** RECORDED INFORMATION follows **

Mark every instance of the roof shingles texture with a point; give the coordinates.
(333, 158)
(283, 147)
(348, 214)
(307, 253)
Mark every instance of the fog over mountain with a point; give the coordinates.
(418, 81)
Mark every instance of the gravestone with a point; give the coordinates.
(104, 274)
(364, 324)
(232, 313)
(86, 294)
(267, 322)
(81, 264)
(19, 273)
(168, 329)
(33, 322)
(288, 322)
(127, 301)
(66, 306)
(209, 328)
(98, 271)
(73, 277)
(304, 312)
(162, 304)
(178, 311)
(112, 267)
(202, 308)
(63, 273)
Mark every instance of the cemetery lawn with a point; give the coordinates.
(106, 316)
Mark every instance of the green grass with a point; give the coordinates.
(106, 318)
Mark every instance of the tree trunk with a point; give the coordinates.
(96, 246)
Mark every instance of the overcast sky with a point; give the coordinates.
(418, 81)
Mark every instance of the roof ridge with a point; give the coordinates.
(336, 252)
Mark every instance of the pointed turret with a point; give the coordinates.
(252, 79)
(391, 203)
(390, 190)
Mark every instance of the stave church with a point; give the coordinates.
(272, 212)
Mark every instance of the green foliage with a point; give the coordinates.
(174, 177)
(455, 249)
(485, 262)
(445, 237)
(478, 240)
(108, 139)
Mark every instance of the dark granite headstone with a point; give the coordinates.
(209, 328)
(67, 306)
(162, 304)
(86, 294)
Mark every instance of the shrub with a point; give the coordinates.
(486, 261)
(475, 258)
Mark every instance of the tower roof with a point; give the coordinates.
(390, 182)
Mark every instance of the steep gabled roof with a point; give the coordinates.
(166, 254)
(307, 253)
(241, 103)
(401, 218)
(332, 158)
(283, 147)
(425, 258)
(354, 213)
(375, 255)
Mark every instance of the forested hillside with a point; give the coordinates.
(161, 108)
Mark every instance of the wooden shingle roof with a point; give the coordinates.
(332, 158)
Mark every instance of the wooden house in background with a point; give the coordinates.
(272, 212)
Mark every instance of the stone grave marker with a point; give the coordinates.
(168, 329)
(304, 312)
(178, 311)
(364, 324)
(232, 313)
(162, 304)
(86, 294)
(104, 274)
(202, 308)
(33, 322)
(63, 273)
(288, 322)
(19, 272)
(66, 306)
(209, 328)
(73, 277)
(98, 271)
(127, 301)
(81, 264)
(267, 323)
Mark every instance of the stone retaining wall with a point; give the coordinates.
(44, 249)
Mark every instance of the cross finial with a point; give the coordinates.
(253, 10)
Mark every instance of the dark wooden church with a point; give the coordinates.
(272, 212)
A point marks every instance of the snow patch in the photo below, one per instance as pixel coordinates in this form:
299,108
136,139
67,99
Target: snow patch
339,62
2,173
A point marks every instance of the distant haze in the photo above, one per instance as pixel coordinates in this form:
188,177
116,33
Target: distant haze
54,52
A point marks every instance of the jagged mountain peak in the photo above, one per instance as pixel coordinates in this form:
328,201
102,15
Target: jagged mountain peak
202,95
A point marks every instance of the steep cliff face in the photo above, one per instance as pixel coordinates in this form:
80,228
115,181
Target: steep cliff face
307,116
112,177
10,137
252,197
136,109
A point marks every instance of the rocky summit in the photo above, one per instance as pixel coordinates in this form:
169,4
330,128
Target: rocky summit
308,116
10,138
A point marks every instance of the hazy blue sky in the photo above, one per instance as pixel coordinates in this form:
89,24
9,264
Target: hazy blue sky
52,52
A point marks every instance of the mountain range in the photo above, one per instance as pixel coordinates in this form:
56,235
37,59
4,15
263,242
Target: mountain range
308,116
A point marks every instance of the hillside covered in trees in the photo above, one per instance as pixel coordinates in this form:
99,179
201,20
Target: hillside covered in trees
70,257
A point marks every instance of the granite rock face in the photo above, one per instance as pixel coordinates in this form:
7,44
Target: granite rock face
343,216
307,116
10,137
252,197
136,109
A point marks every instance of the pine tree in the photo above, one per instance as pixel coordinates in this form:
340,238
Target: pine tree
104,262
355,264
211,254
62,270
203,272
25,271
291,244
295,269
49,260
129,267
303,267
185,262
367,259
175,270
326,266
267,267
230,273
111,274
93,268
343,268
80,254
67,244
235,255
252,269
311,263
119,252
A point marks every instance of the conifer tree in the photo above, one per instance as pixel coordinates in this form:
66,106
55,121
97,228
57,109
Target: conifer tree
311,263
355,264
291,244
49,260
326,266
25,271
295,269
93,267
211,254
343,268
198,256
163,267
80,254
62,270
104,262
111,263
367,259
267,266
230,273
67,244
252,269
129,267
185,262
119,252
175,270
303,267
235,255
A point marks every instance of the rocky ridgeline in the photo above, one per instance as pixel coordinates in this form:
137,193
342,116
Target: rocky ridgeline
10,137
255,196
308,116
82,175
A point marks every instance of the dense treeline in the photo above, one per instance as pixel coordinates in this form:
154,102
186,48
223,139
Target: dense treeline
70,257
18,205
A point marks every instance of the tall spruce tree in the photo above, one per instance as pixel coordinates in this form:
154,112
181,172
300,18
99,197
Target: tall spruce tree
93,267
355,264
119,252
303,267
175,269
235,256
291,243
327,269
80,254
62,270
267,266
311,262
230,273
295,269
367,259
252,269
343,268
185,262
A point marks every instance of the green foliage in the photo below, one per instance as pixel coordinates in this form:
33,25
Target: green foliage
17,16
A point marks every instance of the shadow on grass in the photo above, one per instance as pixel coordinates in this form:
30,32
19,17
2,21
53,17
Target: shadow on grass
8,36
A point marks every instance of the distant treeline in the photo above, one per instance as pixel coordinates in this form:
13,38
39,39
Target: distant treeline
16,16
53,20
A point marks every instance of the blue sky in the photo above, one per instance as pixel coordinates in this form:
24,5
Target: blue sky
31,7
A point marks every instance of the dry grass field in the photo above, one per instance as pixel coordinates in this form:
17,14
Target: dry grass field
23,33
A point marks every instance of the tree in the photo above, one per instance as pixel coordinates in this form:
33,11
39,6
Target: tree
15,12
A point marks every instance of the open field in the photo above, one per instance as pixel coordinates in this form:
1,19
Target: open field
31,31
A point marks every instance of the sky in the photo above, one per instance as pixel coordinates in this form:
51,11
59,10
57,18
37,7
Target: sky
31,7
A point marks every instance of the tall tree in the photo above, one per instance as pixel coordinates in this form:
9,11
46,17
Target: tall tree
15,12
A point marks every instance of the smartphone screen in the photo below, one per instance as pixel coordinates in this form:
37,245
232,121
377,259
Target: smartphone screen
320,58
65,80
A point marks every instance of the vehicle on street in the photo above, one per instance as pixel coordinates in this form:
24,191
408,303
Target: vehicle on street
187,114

** End of RECORDED INFORMATION **

§ **TASK DESCRIPTION**
Considering the entries above, how many lines contain "below"? Give that number with nothing else.

§ **ANSWER TO THIS TASK**
3